--- PROVIDED INFORMATION Enclosed Below ---
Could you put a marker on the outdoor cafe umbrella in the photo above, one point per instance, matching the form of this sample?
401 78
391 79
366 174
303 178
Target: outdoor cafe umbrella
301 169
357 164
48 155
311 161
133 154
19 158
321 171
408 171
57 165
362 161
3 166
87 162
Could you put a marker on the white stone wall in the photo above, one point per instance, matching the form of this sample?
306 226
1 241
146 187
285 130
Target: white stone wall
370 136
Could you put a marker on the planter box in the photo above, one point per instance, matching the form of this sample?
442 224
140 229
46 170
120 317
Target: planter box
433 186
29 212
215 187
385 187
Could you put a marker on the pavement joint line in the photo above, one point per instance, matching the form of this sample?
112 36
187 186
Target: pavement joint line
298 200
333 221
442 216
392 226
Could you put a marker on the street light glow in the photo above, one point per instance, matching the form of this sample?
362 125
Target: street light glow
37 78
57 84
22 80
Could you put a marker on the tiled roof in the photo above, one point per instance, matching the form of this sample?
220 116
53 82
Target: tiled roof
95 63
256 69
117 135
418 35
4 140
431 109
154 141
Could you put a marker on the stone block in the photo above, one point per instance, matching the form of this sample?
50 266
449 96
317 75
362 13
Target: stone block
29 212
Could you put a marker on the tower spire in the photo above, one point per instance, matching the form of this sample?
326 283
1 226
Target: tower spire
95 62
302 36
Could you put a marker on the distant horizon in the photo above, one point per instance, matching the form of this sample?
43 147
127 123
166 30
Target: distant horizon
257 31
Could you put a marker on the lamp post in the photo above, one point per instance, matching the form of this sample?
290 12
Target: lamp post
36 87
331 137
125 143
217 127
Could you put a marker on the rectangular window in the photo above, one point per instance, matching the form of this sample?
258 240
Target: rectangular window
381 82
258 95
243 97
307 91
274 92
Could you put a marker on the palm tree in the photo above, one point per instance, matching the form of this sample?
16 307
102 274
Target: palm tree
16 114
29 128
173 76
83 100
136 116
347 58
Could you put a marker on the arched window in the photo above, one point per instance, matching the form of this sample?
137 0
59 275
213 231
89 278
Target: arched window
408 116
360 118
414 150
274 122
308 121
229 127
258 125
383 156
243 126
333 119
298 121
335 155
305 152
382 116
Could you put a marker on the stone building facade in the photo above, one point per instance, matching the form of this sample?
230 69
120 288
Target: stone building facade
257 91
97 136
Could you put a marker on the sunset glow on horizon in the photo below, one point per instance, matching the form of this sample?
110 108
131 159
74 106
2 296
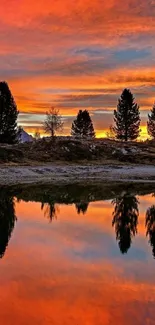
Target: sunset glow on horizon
77 55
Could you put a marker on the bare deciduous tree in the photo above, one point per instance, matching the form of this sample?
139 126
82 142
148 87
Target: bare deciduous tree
53 122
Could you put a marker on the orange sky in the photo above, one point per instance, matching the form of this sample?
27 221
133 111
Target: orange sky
77 54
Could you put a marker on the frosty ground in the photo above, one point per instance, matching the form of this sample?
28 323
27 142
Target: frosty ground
70 174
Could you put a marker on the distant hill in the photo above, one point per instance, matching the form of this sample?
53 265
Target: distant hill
25 137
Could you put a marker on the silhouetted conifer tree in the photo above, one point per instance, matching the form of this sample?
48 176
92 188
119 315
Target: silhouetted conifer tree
125 220
83 126
127 117
151 123
150 226
8 115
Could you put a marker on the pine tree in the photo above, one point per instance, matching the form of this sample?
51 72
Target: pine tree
8 116
82 126
127 117
151 123
150 227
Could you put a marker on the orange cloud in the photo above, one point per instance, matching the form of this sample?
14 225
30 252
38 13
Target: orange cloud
67 47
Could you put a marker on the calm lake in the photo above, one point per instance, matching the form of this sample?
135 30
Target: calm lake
78 259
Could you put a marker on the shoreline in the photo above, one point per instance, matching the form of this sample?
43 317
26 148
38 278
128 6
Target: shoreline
75 174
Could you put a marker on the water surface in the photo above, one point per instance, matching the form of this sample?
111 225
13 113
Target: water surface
79 263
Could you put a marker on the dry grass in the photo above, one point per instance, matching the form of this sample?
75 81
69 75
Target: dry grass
98 151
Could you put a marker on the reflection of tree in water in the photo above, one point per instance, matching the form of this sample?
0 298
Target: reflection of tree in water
50 210
125 220
7 220
150 227
81 207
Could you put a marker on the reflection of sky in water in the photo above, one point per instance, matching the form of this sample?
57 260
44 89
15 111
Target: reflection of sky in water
71 271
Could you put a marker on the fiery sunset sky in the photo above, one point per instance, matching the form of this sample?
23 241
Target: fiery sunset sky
77 54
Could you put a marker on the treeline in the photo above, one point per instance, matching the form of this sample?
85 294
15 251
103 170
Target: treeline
126 126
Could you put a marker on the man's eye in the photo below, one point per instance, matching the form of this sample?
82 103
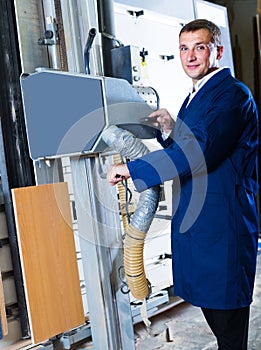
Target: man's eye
200 47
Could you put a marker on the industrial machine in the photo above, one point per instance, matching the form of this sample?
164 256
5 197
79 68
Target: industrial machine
78 90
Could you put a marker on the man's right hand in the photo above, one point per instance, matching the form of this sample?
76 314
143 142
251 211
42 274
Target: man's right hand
163 120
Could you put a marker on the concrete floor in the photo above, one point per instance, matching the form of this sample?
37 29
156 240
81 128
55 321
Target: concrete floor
184 328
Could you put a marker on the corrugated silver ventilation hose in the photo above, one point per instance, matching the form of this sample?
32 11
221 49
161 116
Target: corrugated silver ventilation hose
127 145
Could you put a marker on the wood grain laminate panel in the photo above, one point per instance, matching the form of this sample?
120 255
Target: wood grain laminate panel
46 243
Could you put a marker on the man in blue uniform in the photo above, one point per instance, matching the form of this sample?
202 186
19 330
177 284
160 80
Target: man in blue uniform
210 152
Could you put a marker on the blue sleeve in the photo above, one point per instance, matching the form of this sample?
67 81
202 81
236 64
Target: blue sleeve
203 145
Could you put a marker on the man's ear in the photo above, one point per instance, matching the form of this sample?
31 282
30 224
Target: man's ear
220 50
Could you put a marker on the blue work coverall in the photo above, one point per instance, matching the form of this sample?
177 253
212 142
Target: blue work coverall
212 159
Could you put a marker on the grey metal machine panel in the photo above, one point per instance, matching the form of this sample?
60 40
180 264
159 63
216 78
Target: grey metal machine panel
65 113
55 106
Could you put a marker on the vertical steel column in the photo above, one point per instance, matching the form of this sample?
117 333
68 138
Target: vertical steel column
102 256
15 164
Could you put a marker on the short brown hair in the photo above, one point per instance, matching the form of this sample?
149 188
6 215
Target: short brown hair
198 24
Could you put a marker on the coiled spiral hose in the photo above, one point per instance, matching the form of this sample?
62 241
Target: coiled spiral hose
128 146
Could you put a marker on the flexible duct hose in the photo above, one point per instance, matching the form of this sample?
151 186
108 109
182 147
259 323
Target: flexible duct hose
123 142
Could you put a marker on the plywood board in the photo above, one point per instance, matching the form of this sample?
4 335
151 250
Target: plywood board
47 249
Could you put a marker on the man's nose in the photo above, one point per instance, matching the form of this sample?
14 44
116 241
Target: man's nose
191 55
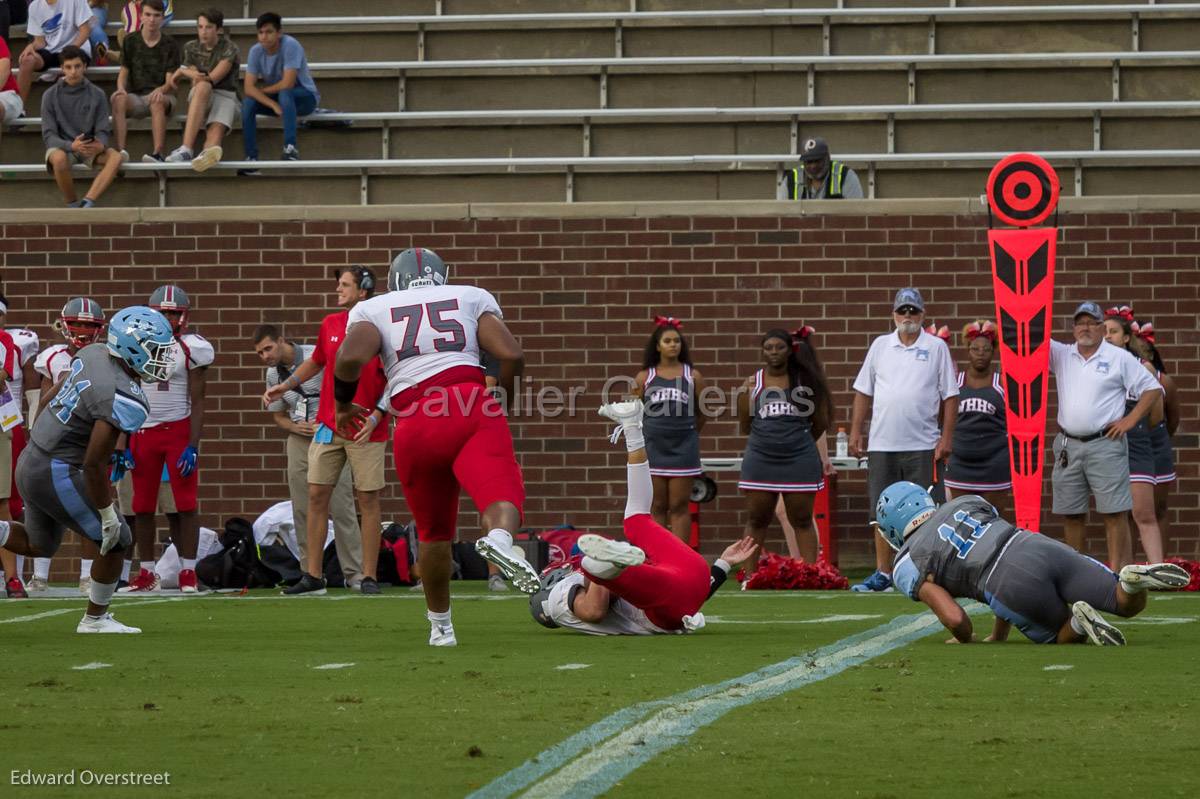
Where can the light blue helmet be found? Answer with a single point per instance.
(143, 338)
(903, 508)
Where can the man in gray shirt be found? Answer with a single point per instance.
(76, 128)
(1043, 587)
(295, 413)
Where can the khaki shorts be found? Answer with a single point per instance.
(125, 497)
(139, 104)
(5, 464)
(72, 158)
(223, 107)
(327, 461)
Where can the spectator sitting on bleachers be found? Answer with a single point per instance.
(821, 176)
(210, 62)
(11, 108)
(52, 26)
(77, 130)
(145, 84)
(131, 22)
(288, 90)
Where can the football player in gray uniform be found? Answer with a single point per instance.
(1050, 592)
(64, 475)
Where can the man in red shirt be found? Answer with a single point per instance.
(329, 451)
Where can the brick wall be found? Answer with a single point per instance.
(580, 290)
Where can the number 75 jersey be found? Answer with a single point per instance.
--- End of Enclosed PROVIDED INFORMATION ---
Could you retype every line above exactly as it appears, skipping the pictures?

Could you put a marker on the outdoor cafe umbrella in the photo above, one point per instance, matching the form of this sample?
401 78
391 79
366 174
303 178
Target: outdoor cafe umbrella
301 169
357 164
48 155
311 161
133 154
19 158
321 171
408 171
57 165
362 161
3 166
87 162
Could you put a marker on the white stone wall in the photo above, one point per instance, matching the form of this sample?
306 226
1 241
146 187
285 130
Target: white stone wall
370 136
Could you put a marker on the planter box in the photo above, one point per instance, matching the form of this sample?
442 224
140 229
46 170
120 317
Target: planter box
433 186
29 212
215 187
385 187
Could you put a marker on the pavement joint line in the photo above, one point per instance, matching the form of this sample?
112 36
187 186
Target: pavement joint line
298 200
333 221
442 216
392 226
Could you put a marker on the street light glow in the photo above, one point per instance, matching the form of this sample?
362 125
Target: street light glow
37 78
57 84
22 80
Could you put a marker on the tiled roof in the photo above, one point per instance, matching the form of this sample?
220 116
53 82
Target: tiled roof
95 63
256 69
117 135
418 35
4 140
431 109
154 141
Could you put a marker on the stone block in the photo above, one point per instance, matching the form of this sample?
50 266
449 96
317 75
362 13
Target: stone block
29 212
Could you put a marker on the tower spire in the photo above, one point per instance, matching the form of this sample?
326 283
1 226
Target: tower spire
95 62
302 36
Could you put a marker on the distant horizon in the photo above, one point per instance, matching the form of this sample?
43 147
127 123
166 30
Target: distant horizon
257 31
Could you put a marker on the lamp post in the photo above, one point per instance, matching the form of this sample?
290 12
Target: lamp post
36 87
331 137
125 143
217 127
Could you put a marker on the rectangular window in the photo above, one point per instance, matching the form of this sample?
258 240
Target: rectangular window
381 82
258 95
243 97
307 91
274 92
Could you put a marker on the palm tree in the photo above, one point per instance, matching the form of this sample?
16 307
102 274
Target: palm tree
16 114
29 128
173 76
83 100
136 116
347 58
Could you put a marker on the arched window in the photo above, one point per instance, matching the form of this sample?
137 0
59 275
213 231
89 278
Target: arched window
408 116
360 118
414 150
274 122
308 121
229 127
258 125
383 156
243 126
333 119
298 121
335 155
305 152
382 116
Could you put a marker on the stone building facade in the photo above, one point per instance, matching the form of this sample?
230 69
120 288
Target: stone building facade
257 91
97 136
Could you put a marker on the sunset glow on horizon in the photo below, one point per instance, matching the form of this sample?
110 108
131 159
74 106
2 296
Target: sunset glow on horizon
77 55
Could you put a marker on the bare deciduous tree in the photo above, one point per instance, matching the form of this sample?
139 126
82 142
148 87
Target: bare deciduous tree
53 122
Could you put a marker on the orange sky in the photo above, one point per instance, matching the form of this sample?
27 221
133 111
Target: orange sky
77 54
Could you put a marker on the frosty ground in the photo above, one point per instance, matching the form of this sample?
28 323
27 142
Target: frosty ground
70 174
Could you put a marker on the distant hill in the photo above, one point per instance, matching the form of this sample?
53 265
Target: distant hill
25 137
Could you put a marker on the silhouetted conifer tree in the photo above, one point per instance, matching the form of this sample?
48 176
92 188
119 315
Target: silhouetted conifer tree
125 220
83 126
127 117
151 123
150 226
8 115
Could you put a marker on the pine tree in the photo above, one point per instance, matching the form of this sample?
51 72
Target: pine tree
8 116
82 126
127 117
151 123
150 227
Could you put a marker on the orange cloud in the photo above, one point per instance, matching the form of this sample?
14 225
30 252
38 13
Target: orange cloud
67 47
Could you put a marker on the calm lake in the photo above, one point per instance, matching the form of this sample?
135 30
Target: calm lake
78 259
Could you put a marker on the shoreline in the photo above, one point per instance, matching the form of this sample?
43 317
26 148
38 278
128 6
Target: shoreline
75 174
Could you put a marker on the water surface in the photo above, one point per instance, matching the form of this sample?
111 225
13 113
Target: water surface
79 263
Could you put a marker on the dry grass in the photo above, one point per instance, matching the form of this sample?
75 81
69 75
Target: dry grass
98 151
Could you put a marker on the reflection of tree in water in the photo above, one point per instance, matching the form of this sample?
0 298
Target: reflection of tree in water
50 210
125 220
7 220
150 227
81 207
Could you put a marker on the reflection of sky in water in the photo above, one point per instance, matching the form of this sample?
57 260
44 89
15 111
Target: reflection of sky in water
71 271
Could you put a marker on the fiery sunset sky in the photo above, one point per instance, matching the form of this sample?
23 241
Target: fiery sunset sky
77 54
Could you put a marker on the treeline in the photo above, one point per instance, matching the form of this sample?
85 294
15 251
103 170
Target: treeline
126 126
Could you put a marker on the man's eye in the photo below, one point per instance, matching the form of this sample?
82 103
Target: man's eye
200 47
Could you put a marker on the industrial machine in the photo above, one point per instance, matching the form of this sample?
164 256
5 197
79 68
Target: industrial machine
78 90
Could you put a marker on the man's right hand in the photo above, one point per instance, matching the form of this sample?
76 314
143 142
251 211
42 274
Target: man's right hand
163 120
Could you put a marker on the concrete floor in the photo above, one point per instance, matching the form of this sample?
37 29
156 240
81 128
55 321
Target: concrete floor
184 328
Could you put a marker on the corrugated silver ventilation hose in the photo above, one point per instance, matching the form of this sample?
32 11
221 49
161 116
Target: corrugated silver ventilation hose
127 145
Could you put a marker on the wood grain laminate panel in the photo above, one point per instance, matching the form of this sample?
120 255
Target: wood grain laminate panel
46 243
Could you put a marker on the man in blue uniform in the photo above, one point per instance, matching the form of this sample?
202 186
19 330
177 284
160 80
Target: man in blue uniform
210 152
Could you put a marker on the blue sleeve in the photo above, one point per instance, matching the form of this sample?
67 81
202 81
236 64
Target: blue sleeve
203 145
Could you put a marker on the man's ear in the photo above, one point per instance, matching the form of this sample?
31 282
30 224
Target: man's ear
220 50
Could you put a marker on the blue work coverall in the photo above, one point per instance, matching the form of this sample?
177 253
212 142
Target: blue work coverall
212 159
Could you put a marker on the grey metal machine panel in the photo above, one point per instance, matching the form of this sample?
60 40
180 264
159 63
216 78
Target: grey metal machine panel
65 113
55 106
Could you put a marker on the vertical steel column in the photo above, one point per instance, matching the form of this sample?
117 333
68 138
Target: vertical steel column
102 256
15 164
Could you put a marker on the short brown hair in the photo above, one point per instance, matching the form of this sample?
149 188
6 215
Target: short brown hair
198 24
Could you put a marker on the coiled spiral hose in the photo above, one point per instance, matching the form of this sample?
62 241
Target: coiled spiral hose
128 146
Could you put a marker on the flexible duct hose in the photo above, one point per instance, matching the form of this sample?
151 186
108 109
182 147
259 323
Target: flexible duct hose
123 142
Could you put a marker on the plywood board in the photo above, one point per instance, matching the form of this sample?
4 335
151 250
Target: plywood board
47 249
Could you put a marker on the man's nose in the photo above, one point per instance, matching the form of this sample?
14 44
116 241
Target: man's nose
191 55
Where can the light blue helmet be found? Answer with a single point per instance.
(143, 338)
(903, 508)
Where can the man in gray shirt be found? Answer with a single point per instance.
(76, 128)
(1043, 587)
(295, 413)
Where can the khaki shorts be found? Answer with a single point per instance.
(125, 497)
(139, 104)
(5, 464)
(72, 158)
(223, 107)
(327, 461)
Where can the spectator sitting on bleachers be found? Answer with a single point per instance.
(821, 176)
(210, 62)
(11, 108)
(52, 26)
(77, 130)
(145, 84)
(131, 22)
(288, 90)
Where can the football player in gray uniform be found? Answer with a single point per instance.
(1050, 592)
(64, 475)
Where can the man in red shirt be found? Answer with a single point per instance.
(329, 451)
Where can the brick wall be found? Answer with a single point per instance.
(580, 290)
Where can the number 75 jersey be found? Answer with a single point per instance.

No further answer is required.